## DATASET ENTRIES

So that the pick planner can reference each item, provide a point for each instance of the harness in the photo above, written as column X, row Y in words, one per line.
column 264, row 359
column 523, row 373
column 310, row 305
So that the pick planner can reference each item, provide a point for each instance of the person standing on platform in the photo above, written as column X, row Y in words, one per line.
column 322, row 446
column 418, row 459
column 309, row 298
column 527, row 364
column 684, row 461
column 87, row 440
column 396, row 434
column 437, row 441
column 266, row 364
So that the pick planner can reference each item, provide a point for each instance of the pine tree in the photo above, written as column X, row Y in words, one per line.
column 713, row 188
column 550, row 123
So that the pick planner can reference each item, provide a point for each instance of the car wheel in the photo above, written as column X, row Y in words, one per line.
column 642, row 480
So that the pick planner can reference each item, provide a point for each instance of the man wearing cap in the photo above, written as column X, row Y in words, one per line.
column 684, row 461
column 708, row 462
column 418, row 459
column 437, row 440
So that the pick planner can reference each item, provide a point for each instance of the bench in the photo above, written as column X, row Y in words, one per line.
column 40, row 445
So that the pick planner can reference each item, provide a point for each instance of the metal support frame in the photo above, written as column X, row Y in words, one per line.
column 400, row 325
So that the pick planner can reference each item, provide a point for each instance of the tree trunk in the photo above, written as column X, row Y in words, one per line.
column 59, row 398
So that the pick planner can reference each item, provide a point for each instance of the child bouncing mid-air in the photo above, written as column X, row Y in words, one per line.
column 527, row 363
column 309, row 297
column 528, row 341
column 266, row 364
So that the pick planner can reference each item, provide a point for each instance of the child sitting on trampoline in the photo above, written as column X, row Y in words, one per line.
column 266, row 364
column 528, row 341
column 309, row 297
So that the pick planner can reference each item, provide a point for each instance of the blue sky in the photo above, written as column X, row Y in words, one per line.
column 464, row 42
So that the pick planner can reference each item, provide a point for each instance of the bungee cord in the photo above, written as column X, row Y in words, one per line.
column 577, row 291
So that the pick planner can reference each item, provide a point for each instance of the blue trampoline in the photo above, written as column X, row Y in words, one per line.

## GOAL
Edit every one of the records above so that "pick planner" becomes "grasp planner" wherever it appears. Leave the rest of the text as it is.

## ANSWER TO THE TASK
So that the grasp planner can reference each item, provide a point for each instance of the harness in the photo above, written as column X, row Y in words, one per line.
column 264, row 359
column 523, row 373
column 310, row 305
So that the grasp planner can reference each item, provide a point for each instance of the person standing on platform in the photo above, written as column X, row Y in words, one per line.
column 322, row 446
column 418, row 459
column 309, row 298
column 527, row 364
column 684, row 461
column 87, row 440
column 396, row 434
column 437, row 441
column 266, row 364
So that the grasp planner can reference each item, provide a point for each instance of the pine tree in the photo above, written as column X, row Y in words, one per line.
column 713, row 188
column 550, row 123
So that the grasp planner can reference each item, provide a point for each instance of the car wheel in the photo above, written as column X, row Y in words, one per line.
column 642, row 480
So that the grasp planner can reference each item, provide a point for each instance of the man wearing cap in the photo above, written as column X, row Y in words, one per line.
column 684, row 461
column 708, row 462
column 418, row 459
column 437, row 440
So that the grasp planner can reference each item, provide a point for each instance of the bench in the photo above, written as column X, row Y in words, one per line.
column 40, row 445
So that the grasp planner can reference each item, provide a point for each instance of the metal support frame in the photo above, written as column X, row Y in words, one per line.
column 400, row 325
So that the grasp planner can reference each item, provide a point for each instance of the tree trunk in the photo above, written as column X, row Y in words, one per line.
column 59, row 398
So that the grasp planner can reference each item, provide a point for each instance of the child bouncing mid-air in the photo above, written as column X, row Y in words, one per line.
column 527, row 363
column 309, row 297
column 528, row 341
column 266, row 364
So that the grasp planner can reference each item, provide a point for each instance of the child sitting on trampoline in the photo above, written as column X, row Y in words, one per line.
column 266, row 364
column 528, row 341
column 309, row 297
So that the grasp planner can reference each item, provide a point for each instance of the blue sky in the photo above, written as column X, row Y in words, one per line.
column 464, row 42
So that the grasp planner can reference each item, provide a point for each instance of the bungee cord in the photo above, written as column X, row Y in words, one per line.
column 577, row 291
So that the grasp planner can reference each item, provide a point for each instance of the blue trampoline in the photo above, written as column X, row Y in words, one per line.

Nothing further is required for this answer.